[Referring expression data]
------

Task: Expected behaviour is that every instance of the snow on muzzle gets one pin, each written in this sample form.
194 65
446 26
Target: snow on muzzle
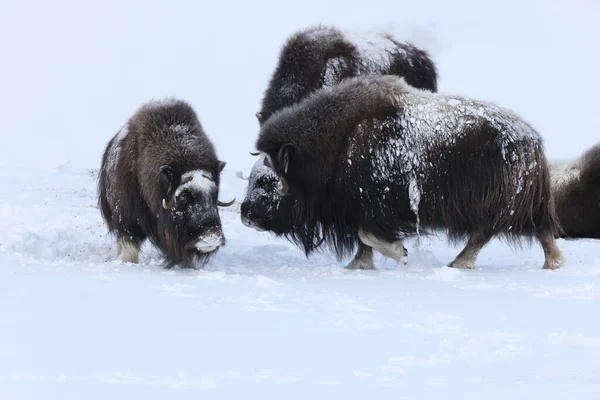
209 242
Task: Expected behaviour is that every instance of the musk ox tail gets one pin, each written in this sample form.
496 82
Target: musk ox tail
589 165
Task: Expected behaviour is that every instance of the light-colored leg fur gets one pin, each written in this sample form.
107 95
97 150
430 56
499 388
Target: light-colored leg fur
394 250
552 255
363 258
466 258
127 250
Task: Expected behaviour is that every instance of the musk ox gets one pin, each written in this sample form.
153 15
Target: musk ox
321 56
576 188
159 180
311 59
375 160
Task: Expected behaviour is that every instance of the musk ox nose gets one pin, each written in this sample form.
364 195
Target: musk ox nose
209 242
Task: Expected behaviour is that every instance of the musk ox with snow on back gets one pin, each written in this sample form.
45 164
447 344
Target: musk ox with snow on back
576 188
322 56
309 60
159 180
375 160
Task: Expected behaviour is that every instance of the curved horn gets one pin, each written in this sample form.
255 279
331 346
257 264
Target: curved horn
169 205
221 204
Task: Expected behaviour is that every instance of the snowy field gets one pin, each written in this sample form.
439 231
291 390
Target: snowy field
261 319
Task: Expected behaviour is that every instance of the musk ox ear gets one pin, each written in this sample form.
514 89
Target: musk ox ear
167 182
284 156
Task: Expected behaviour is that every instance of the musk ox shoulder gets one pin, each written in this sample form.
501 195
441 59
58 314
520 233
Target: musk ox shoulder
375 160
576 188
322 56
309 60
159 180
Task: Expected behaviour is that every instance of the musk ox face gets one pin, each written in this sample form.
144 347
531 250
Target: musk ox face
191 202
263 196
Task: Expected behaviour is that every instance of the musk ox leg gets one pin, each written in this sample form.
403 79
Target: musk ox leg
394 250
553 257
466 258
128 249
363 258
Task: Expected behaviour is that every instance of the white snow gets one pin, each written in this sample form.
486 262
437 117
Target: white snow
563 172
77 323
262 321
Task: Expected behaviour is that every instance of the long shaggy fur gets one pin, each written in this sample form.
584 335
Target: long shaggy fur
374 153
324 56
311 59
576 188
132 189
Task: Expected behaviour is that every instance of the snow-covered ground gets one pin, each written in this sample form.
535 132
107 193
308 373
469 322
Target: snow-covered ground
261 319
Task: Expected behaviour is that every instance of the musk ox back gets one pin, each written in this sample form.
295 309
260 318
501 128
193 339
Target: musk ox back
576 188
374 160
159 179
324 56
311 59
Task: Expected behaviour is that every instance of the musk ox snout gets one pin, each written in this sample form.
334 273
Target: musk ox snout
262 196
209 242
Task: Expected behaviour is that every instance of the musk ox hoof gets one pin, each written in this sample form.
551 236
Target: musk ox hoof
553 264
462 264
127 251
360 264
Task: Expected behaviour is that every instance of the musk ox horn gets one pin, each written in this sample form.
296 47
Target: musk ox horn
169 205
221 204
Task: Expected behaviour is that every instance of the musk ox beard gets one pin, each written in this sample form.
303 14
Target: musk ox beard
309 60
159 180
576 189
373 161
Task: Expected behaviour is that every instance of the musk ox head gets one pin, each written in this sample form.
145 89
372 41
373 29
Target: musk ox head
191 230
263 196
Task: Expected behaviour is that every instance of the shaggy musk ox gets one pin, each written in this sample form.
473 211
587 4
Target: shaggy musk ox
375 160
324 56
311 59
160 180
576 188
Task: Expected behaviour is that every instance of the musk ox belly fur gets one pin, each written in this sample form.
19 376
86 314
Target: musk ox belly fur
373 154
576 189
159 180
311 59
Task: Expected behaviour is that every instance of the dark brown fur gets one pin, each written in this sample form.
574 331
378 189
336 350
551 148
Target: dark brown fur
144 164
577 196
348 156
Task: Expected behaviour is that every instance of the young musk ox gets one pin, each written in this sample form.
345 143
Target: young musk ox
576 188
159 180
375 160
312 59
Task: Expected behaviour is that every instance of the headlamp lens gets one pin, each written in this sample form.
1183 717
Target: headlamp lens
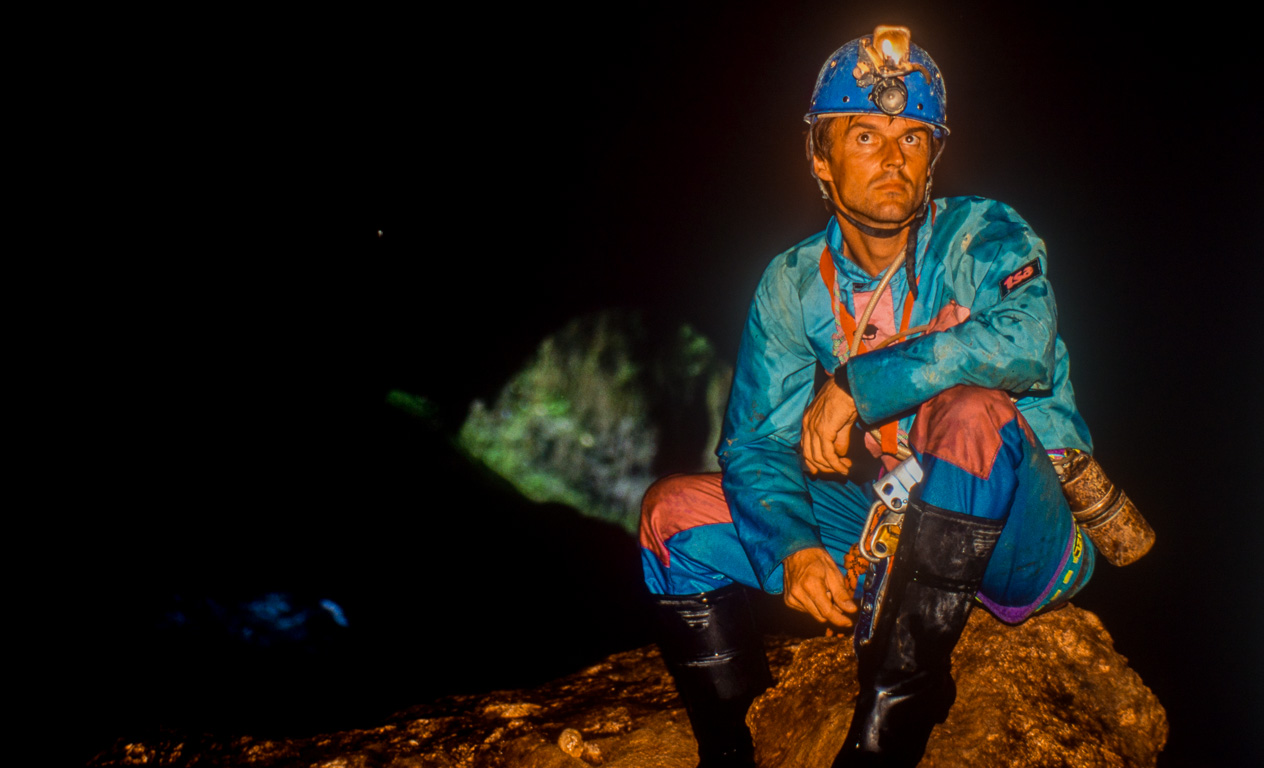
890 95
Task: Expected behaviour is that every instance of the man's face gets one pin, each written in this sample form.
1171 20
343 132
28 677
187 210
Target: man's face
877 166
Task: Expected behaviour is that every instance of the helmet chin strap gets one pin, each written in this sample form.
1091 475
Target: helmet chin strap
913 225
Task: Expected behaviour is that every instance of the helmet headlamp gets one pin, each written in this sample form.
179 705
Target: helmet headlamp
890 95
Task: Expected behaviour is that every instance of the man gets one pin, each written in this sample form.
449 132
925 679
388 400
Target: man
948 383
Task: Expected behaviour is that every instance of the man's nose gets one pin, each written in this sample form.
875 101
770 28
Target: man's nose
893 156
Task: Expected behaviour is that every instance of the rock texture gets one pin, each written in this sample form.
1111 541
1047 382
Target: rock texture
608 404
1048 692
1051 691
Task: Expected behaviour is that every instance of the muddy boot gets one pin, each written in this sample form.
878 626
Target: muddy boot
712 649
917 610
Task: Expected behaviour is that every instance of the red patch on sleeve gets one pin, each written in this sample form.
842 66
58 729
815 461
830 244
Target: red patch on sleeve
1020 276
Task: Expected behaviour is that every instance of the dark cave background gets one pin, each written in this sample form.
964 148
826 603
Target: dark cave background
412 201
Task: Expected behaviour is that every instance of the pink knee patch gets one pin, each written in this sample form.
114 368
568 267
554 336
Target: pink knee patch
963 426
678 503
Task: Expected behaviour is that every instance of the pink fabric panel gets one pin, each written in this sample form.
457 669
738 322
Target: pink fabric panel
963 426
882 317
678 503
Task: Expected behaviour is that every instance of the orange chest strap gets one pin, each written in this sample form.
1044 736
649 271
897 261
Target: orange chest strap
889 431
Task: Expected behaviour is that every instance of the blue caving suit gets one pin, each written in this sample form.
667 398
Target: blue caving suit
976 258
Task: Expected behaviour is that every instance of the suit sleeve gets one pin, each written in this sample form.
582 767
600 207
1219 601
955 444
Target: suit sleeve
772 384
1008 342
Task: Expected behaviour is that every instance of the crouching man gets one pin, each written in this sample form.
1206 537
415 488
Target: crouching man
919 469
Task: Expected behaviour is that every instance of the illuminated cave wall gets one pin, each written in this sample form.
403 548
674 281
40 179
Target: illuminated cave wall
607 404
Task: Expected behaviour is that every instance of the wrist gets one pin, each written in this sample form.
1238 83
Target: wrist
842 380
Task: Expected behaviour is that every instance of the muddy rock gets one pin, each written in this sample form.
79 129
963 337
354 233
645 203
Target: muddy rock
1048 692
1051 691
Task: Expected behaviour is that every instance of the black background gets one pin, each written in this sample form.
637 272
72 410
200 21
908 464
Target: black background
411 201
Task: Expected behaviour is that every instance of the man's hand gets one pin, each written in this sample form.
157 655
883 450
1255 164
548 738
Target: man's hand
827 426
814 585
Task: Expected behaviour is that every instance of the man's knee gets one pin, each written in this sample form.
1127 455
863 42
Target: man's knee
678 503
963 426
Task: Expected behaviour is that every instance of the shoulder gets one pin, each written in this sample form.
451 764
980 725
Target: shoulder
794 269
984 231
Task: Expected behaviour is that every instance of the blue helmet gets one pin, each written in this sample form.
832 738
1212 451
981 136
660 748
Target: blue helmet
882 75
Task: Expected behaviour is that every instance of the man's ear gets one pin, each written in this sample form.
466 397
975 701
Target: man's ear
820 168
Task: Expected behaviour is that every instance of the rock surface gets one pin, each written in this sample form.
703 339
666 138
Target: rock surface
607 404
1048 692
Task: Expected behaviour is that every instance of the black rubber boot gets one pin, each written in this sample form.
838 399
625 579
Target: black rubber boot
712 649
905 663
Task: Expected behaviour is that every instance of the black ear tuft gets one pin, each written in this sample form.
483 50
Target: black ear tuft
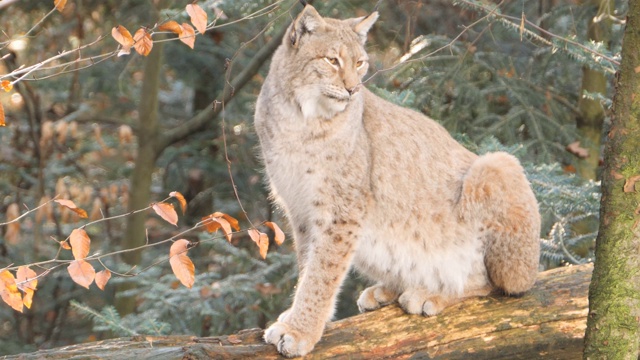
307 22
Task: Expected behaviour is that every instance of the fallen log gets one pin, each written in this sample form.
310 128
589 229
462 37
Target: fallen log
548 322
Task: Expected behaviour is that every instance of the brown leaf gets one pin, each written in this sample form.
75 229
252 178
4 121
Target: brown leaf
213 224
59 4
9 291
198 17
80 243
2 123
124 38
172 26
279 234
65 245
72 206
630 183
232 221
188 35
167 212
27 299
102 277
234 339
577 150
12 234
26 279
181 200
81 272
6 85
616 175
181 265
210 224
262 240
143 42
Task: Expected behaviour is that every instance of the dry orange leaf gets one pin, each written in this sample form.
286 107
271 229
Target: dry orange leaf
172 26
124 38
262 240
143 42
9 291
102 277
27 299
27 281
80 243
232 221
630 183
198 17
181 265
234 339
72 206
12 235
167 212
59 4
65 245
577 150
181 200
6 85
188 35
279 234
81 272
2 123
212 224
26 278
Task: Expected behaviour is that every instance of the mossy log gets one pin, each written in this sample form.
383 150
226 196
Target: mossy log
546 323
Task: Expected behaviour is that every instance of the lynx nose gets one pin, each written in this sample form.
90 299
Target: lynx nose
353 90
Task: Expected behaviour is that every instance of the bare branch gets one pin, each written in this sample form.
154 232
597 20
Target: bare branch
202 119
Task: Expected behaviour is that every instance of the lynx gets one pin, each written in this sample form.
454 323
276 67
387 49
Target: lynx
369 184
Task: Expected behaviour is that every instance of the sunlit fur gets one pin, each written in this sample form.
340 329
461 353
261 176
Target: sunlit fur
369 184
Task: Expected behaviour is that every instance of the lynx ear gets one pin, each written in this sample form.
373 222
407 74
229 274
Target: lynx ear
362 25
307 22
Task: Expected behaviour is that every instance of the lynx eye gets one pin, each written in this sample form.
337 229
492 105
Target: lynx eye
332 61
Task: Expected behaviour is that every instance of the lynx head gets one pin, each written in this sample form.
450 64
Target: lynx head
322 61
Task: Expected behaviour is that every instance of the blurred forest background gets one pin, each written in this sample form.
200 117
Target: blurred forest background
529 77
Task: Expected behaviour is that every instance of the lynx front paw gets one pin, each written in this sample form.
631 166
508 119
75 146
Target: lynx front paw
374 297
289 342
420 302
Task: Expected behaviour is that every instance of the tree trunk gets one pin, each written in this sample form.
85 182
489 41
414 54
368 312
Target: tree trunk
140 190
546 323
614 296
594 81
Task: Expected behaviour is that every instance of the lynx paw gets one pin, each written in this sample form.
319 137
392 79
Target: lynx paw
289 342
419 302
374 297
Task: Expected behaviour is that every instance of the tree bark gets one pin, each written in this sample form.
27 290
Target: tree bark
614 296
140 190
546 323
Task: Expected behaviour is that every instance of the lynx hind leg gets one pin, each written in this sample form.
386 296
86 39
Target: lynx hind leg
374 297
496 192
423 302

------

Exercise requirements: Your reply should be an exact copy of every line from the line with "Target: tree bark" through the final line of the data, and nothing more.

Answer:
Target: tree bark
614 296
140 190
546 323
Task: Expected behaviour is that every instance of the lynx hind leg gets one pin, each written in this sample form.
386 296
86 39
Target: lynx hind leg
374 297
496 192
423 302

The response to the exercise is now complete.